BRIEF:
Pick out each line of the records that contains the word "chapel", matching case exactly.

DATA PROVIDED:
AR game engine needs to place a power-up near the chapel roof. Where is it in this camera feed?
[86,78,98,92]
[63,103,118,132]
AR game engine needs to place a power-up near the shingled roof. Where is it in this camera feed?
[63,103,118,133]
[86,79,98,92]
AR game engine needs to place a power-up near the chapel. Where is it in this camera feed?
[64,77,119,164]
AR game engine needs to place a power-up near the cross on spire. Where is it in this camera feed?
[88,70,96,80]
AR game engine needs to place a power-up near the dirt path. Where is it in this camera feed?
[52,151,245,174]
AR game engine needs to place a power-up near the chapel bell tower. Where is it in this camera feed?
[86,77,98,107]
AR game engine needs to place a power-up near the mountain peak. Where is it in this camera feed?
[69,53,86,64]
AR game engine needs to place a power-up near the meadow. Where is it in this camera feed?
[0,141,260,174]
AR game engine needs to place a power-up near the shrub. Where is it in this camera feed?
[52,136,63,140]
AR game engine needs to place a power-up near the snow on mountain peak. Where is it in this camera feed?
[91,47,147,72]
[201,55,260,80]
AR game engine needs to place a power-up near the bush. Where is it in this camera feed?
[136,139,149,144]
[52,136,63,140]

RESPONSE BELOW:
AR game engine needs to place a power-up near the chapel roof. Where is it in this camera feed?
AR game engine needs to place a power-up near the chapel. Where is it in this camera feed?
AR game engine needs to place a power-up near the chapel bell tower. Where is it in this camera feed?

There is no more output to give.